● **Exercise material**
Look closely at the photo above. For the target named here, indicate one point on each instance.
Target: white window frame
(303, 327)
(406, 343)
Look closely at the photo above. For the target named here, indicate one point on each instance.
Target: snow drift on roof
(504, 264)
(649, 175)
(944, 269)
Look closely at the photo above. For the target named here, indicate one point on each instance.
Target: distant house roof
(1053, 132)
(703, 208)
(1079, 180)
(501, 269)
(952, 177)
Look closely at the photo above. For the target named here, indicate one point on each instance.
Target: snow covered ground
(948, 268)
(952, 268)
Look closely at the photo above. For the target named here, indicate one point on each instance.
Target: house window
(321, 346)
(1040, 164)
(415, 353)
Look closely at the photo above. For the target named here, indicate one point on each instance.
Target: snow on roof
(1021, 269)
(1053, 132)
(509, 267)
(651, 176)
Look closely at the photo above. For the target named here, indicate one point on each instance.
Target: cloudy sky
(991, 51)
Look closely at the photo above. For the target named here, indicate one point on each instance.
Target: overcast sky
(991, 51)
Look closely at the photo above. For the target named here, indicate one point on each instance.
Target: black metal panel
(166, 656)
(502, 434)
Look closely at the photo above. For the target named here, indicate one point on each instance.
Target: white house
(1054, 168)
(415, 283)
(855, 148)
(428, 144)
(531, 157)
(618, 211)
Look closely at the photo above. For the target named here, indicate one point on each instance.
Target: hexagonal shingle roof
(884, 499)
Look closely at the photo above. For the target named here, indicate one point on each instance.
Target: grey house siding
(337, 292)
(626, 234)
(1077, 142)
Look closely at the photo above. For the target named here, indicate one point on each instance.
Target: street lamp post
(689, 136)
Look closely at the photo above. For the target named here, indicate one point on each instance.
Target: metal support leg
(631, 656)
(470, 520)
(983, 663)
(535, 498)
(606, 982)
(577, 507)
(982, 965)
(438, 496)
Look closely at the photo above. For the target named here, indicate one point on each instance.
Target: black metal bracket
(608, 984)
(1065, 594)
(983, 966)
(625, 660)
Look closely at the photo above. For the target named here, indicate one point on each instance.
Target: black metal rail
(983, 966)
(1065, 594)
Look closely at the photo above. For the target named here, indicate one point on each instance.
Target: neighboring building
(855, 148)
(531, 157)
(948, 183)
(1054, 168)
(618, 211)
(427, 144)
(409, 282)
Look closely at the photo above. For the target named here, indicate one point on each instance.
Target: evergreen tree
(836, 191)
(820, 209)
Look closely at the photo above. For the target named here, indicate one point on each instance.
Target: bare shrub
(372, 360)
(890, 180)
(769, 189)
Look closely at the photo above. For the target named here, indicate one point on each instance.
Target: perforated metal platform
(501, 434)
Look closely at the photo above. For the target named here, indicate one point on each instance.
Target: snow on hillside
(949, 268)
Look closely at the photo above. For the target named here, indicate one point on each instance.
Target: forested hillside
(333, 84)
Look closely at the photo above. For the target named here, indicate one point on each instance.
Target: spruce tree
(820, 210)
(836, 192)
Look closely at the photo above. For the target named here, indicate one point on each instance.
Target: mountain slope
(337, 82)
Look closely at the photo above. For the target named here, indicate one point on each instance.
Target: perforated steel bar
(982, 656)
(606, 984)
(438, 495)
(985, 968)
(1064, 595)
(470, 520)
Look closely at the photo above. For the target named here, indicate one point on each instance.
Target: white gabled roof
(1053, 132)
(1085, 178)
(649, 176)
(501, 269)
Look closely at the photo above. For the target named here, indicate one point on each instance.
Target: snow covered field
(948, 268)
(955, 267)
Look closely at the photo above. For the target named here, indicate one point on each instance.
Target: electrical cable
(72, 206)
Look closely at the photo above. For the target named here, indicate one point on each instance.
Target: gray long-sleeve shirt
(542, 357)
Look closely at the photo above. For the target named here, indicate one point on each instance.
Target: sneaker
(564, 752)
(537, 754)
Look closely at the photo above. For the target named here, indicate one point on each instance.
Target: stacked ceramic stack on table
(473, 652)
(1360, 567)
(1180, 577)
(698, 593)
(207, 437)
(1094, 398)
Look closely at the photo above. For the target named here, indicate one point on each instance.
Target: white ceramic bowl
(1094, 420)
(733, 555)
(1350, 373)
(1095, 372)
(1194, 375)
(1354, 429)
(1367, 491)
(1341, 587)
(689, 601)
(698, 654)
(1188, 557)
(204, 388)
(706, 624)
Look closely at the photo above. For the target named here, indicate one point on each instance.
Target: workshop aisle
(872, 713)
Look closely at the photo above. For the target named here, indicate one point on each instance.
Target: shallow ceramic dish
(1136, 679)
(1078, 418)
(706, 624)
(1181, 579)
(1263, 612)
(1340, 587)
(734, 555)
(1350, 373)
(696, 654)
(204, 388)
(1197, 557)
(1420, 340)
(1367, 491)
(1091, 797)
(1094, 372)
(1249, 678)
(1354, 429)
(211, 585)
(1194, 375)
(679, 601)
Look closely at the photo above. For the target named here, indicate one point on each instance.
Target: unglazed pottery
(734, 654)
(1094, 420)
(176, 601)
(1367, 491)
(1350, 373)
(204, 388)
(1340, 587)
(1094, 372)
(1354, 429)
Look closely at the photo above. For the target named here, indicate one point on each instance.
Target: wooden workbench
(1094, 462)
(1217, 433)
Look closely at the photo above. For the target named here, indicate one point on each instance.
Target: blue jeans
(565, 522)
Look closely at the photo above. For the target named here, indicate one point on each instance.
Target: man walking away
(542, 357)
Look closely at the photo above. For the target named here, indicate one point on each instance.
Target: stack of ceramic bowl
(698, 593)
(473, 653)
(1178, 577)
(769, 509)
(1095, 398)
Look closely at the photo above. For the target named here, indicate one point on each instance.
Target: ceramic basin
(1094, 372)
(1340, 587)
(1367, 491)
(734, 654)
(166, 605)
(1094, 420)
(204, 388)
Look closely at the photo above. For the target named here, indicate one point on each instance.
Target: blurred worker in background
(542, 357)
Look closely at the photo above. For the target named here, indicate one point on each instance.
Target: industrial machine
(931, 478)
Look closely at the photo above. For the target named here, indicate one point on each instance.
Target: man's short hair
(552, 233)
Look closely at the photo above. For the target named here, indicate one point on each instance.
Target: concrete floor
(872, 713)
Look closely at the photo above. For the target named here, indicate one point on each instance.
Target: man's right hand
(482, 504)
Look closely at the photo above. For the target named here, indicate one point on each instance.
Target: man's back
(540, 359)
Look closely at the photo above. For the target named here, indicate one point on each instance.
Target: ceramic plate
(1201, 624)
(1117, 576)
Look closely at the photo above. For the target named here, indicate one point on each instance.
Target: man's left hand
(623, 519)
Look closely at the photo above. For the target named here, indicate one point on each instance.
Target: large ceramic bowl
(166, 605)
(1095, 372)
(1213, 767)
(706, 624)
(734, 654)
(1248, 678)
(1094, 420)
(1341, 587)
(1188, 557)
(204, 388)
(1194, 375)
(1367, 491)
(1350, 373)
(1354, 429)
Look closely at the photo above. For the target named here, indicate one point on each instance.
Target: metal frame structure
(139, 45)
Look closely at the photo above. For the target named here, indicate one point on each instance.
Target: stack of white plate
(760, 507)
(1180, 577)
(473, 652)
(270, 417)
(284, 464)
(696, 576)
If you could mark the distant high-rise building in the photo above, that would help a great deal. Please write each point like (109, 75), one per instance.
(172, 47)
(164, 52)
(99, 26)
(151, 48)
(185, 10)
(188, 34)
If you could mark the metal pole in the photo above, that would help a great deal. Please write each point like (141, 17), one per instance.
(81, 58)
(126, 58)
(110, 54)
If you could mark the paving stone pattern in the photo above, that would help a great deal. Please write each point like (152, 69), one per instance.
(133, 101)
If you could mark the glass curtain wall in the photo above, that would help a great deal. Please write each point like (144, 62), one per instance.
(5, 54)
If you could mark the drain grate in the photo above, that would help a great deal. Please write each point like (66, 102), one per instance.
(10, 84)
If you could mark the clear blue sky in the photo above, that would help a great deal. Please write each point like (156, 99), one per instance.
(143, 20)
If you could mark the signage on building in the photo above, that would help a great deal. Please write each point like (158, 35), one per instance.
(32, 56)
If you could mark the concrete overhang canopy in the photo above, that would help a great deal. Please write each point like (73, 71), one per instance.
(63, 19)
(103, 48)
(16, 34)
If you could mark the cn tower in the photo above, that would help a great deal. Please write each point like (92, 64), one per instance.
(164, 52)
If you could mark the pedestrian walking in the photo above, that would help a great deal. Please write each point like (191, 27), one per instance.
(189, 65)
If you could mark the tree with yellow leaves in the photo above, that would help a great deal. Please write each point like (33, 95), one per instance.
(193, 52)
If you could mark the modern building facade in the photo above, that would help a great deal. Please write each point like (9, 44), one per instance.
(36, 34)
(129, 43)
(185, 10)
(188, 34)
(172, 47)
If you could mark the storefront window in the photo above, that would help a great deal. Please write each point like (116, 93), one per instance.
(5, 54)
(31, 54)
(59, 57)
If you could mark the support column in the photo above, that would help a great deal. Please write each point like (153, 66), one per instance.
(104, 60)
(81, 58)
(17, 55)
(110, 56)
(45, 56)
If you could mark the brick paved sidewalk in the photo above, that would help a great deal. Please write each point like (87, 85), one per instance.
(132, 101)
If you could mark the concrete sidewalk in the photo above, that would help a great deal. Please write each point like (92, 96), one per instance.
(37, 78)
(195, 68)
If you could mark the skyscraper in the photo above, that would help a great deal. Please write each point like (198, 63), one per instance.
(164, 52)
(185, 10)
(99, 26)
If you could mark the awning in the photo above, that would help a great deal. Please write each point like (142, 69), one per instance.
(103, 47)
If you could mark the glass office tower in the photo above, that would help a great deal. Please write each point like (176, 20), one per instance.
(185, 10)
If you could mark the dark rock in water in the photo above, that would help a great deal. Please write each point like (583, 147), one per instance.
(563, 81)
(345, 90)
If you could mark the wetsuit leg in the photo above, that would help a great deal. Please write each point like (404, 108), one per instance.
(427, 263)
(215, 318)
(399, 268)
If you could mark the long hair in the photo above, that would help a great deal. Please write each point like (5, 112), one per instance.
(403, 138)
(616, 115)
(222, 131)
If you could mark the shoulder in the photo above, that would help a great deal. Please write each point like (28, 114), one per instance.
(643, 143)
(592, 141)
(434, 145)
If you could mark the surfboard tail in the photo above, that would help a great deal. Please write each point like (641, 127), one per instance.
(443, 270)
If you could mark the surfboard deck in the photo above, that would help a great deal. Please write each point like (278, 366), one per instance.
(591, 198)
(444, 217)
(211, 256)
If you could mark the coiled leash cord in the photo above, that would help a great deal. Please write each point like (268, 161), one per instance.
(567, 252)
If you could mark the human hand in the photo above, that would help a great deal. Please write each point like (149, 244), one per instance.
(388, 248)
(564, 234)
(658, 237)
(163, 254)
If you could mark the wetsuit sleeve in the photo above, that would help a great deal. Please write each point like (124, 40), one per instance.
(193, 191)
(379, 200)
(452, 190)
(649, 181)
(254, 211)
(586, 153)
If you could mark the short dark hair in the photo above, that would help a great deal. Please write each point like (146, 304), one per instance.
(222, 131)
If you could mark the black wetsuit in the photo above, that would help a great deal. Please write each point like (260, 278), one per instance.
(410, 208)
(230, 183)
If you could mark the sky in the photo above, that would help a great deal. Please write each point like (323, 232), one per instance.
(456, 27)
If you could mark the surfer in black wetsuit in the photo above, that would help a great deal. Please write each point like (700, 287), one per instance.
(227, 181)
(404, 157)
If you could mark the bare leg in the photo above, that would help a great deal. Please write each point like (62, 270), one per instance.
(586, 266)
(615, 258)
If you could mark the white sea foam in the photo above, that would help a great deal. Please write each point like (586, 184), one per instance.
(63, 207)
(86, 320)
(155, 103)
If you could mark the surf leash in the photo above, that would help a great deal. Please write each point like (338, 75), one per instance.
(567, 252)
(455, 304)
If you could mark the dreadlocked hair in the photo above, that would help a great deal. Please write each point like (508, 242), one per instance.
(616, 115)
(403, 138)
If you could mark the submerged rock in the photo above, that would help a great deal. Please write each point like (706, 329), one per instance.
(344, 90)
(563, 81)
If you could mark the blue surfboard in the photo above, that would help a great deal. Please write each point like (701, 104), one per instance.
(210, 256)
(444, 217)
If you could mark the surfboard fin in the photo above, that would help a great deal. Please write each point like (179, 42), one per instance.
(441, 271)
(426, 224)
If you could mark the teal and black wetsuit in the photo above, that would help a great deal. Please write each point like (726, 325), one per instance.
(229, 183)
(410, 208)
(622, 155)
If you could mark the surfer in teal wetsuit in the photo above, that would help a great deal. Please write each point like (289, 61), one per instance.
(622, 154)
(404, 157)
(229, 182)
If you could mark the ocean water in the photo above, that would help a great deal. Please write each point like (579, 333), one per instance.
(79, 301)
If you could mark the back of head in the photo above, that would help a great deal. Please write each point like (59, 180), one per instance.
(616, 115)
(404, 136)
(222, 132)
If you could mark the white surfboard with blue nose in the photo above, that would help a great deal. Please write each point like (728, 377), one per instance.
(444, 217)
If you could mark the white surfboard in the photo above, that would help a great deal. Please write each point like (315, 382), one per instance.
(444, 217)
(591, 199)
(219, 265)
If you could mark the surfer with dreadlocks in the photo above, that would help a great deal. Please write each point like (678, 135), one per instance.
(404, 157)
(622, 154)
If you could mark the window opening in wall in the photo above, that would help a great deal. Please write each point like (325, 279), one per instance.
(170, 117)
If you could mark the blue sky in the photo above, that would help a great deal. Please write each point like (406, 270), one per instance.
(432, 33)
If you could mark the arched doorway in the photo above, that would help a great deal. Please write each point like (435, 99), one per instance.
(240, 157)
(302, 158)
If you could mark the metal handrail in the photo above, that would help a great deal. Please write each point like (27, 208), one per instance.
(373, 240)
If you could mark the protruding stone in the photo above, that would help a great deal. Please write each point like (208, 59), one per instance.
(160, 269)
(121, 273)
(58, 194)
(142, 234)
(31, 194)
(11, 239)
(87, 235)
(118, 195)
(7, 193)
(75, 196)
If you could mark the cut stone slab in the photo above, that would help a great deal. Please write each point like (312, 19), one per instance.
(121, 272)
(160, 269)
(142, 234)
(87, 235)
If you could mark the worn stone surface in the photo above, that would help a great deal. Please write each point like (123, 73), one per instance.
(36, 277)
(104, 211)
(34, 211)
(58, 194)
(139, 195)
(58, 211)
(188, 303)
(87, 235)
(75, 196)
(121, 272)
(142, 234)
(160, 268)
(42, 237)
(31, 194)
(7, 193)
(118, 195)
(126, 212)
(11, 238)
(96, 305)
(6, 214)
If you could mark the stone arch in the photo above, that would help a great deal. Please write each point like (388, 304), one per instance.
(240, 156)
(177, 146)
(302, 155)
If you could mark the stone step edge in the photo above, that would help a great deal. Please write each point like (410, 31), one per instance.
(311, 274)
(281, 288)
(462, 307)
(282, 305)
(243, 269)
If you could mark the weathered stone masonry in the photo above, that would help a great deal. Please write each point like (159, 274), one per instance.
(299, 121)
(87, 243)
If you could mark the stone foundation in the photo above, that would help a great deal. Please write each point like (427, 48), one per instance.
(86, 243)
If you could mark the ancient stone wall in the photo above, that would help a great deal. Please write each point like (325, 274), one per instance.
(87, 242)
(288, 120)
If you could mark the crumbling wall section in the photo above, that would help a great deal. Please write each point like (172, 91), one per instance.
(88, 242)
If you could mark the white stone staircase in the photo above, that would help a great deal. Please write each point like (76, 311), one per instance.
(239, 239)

● **What to work on**
Each line from the one containing "If you could mark the stone step" to the final line of the entries above must be returned exactly, and no other line may appear.

● **Written solution**
If you could mark the stone step edge in the photo above, that would help a great deal. Please write each point like (410, 31), one per instance.
(311, 274)
(281, 288)
(462, 307)
(282, 305)
(243, 269)
If you could mark the weathered stone masonry in the photo above, that would help a great deal. Please write each point like (159, 274), one per instance.
(299, 121)
(87, 243)
If you could mark the stone foundation in the photo above, that would help a great deal. Please write each point like (427, 48), one per instance.
(86, 243)
If you could mark the ancient stone wall in the photo above, that would help a great deal. Please write each point like (325, 274), one per instance.
(87, 242)
(288, 120)
If you could mark the crumbling wall section in the photo above, that would help a great deal. Please write each point like (172, 91), one per instance.
(88, 242)
If you could mark the white stone staircase in the photo above, that would help a great deal. Please write each point like (76, 311), one per instance.
(239, 239)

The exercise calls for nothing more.